• **PROBLEM STATEMENT**: Could the data below please be reproduced word for word, without the pictures?
-- Opening Marker --
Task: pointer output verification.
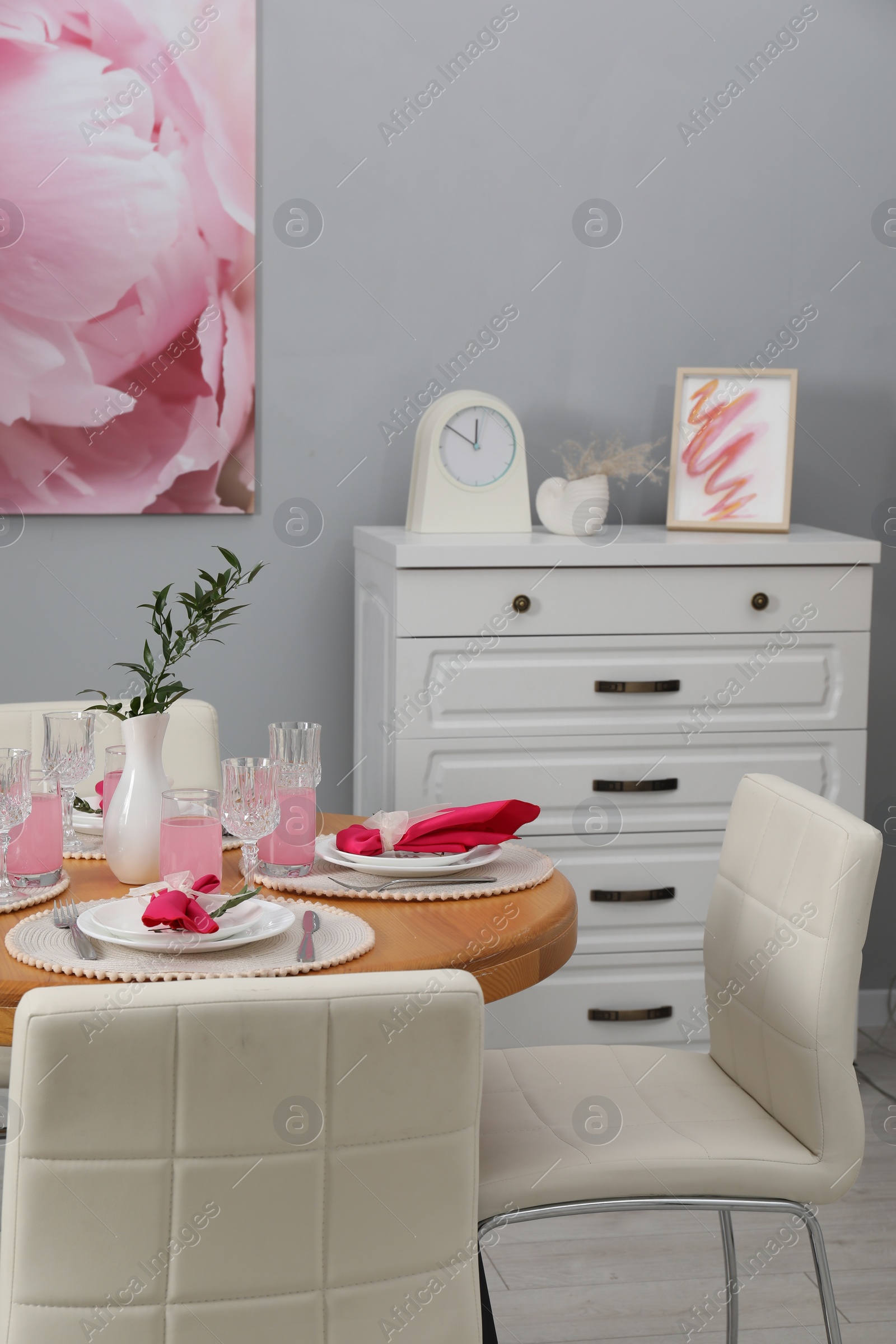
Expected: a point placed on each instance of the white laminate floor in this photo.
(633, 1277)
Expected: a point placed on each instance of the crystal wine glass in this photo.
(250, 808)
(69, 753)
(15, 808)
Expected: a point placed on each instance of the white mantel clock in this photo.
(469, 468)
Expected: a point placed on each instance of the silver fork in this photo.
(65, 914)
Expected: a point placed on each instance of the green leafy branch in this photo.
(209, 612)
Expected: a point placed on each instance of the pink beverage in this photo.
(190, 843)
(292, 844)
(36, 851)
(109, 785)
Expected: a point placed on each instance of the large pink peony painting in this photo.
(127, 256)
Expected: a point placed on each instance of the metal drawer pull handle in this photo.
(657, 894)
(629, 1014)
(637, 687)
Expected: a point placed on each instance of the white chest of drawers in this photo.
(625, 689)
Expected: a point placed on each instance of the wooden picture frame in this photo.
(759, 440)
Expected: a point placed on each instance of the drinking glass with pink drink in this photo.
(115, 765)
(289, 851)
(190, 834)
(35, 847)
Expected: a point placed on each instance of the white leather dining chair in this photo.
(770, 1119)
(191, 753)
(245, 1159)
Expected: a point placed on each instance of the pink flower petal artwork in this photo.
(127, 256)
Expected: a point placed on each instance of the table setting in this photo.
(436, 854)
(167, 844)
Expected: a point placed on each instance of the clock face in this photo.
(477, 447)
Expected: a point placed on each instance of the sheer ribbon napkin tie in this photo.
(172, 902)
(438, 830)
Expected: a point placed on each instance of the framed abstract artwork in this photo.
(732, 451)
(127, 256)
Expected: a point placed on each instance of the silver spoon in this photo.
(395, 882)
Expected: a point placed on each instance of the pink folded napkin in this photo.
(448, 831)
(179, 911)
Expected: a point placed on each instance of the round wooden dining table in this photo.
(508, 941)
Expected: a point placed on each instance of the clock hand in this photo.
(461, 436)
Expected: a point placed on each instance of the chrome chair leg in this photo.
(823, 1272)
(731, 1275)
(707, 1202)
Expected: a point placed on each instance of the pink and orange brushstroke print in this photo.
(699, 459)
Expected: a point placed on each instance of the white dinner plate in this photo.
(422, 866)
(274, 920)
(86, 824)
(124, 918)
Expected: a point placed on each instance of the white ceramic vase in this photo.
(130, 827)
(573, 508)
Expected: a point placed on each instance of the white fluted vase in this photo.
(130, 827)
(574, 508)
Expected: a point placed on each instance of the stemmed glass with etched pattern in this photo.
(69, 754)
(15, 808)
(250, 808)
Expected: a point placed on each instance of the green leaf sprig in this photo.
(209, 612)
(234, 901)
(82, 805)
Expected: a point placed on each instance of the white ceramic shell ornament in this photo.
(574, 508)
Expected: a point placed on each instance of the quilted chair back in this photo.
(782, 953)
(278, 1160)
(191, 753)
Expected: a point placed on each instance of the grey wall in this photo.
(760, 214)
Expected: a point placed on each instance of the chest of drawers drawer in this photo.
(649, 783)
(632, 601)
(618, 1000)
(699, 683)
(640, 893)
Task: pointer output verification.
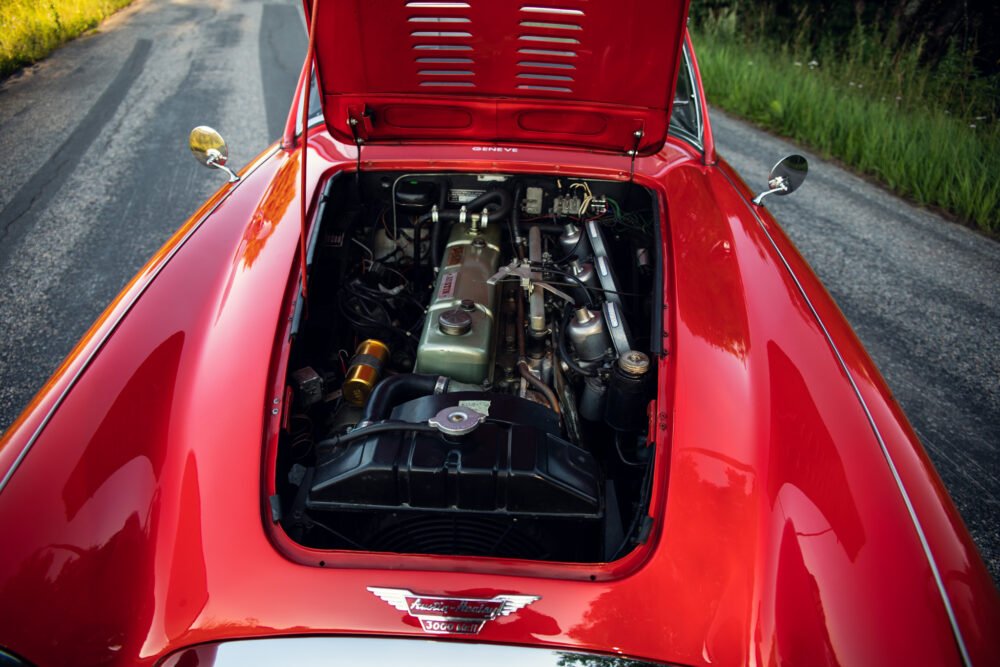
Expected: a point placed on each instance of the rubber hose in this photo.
-- Closing Marker --
• **REPLY TO THE TASK**:
Task: pointer output verification.
Expected: a point placed on each instance of the white laminate floor in this photo.
(633, 1277)
Expected: a point placed on each instance of the crystal wine glass in this photo.
(250, 808)
(69, 753)
(15, 808)
Expected: a point placed on each instance of the white mantel clock in this photo.
(469, 468)
Expected: a point placed on each instance of the silver fork in this photo.
(65, 914)
Expected: a point placed on each instance of the green leafy branch in this photo.
(209, 612)
Expected: a point placed on each instance of the pink beverage in this photo.
(190, 843)
(292, 844)
(36, 851)
(109, 785)
Expected: a point placed on each instance of the large pink peony painting in this photo.
(127, 256)
Expected: a point placed on each instance of the metal drawer pull handle in this photo.
(657, 894)
(629, 1014)
(637, 687)
Expected: a point placed on each instance of the white chest of drawers in this photo.
(625, 689)
Expected: a point placed on each instance of the wooden picture frame in this photo.
(759, 440)
Expected: a point placed on each instance of the drinking glass with pink drink in this photo.
(115, 765)
(289, 851)
(190, 834)
(35, 847)
Expected: a point placed on each instance of the white leather dining chair in this photo.
(770, 1119)
(191, 753)
(245, 1159)
Expected: a point placed on each instance of the pink flower petal artwork in this photo.
(127, 256)
Expected: a point placed on each instance of the table setting in this photo.
(436, 854)
(167, 844)
Expected: a point placed on each instance of the clock face in this photo.
(477, 447)
Expected: a point placed on each instance of the sheer ribbon napkin tie in this photo.
(172, 902)
(438, 830)
Expected: a point placed on each instance of the framed abstract artwork in this photo.
(732, 451)
(127, 256)
Expected: a point placed on each instance of the silver spoon in this photo.
(395, 882)
Expected: a point placed on each instance of the pink folded napkin in this photo.
(448, 831)
(179, 911)
Expected: a point placed on each instance of the round wooden dining table in this photo.
(508, 941)
Expected: a point placed on each instance of the clock hand in this photo.
(461, 436)
Expected: a point placed on each instance of the chrome chair leg in this photo.
(823, 1272)
(731, 1275)
(707, 1202)
Expected: a point placed on each instance of the pink and orange brushstroke print in this photo.
(699, 459)
Expected: a point placed on each instance of the white dinner plate in this photo.
(422, 866)
(274, 920)
(86, 824)
(124, 918)
Expected: a point placed on each instance of the white ceramic vase in this photo.
(130, 827)
(573, 508)
Expected: a point placed on each instance of the white fluted vase in this photo.
(130, 827)
(574, 508)
Expected: a point placed on each instance of the stemmed glass with etched pattern in this photo.
(69, 754)
(15, 808)
(250, 808)
Expected: a point placed on each instance of the green leaf sprig in this photo.
(209, 612)
(234, 901)
(82, 805)
Expected: a point placed on each instance of the white ceramic shell ornament in this photo.
(574, 508)
Expected: a point placed on each instance of the quilted chair back in this photo.
(782, 953)
(278, 1160)
(191, 753)
Expected: a point placed on each instance of the grey wall in this photo.
(760, 214)
Expected: a point placed on each instance of the chest of drawers drawer in this photo.
(649, 783)
(632, 601)
(618, 1000)
(699, 683)
(640, 893)
Task: pointer output verification.
Expected: a point placed on each instance of the rubber hose in this photo.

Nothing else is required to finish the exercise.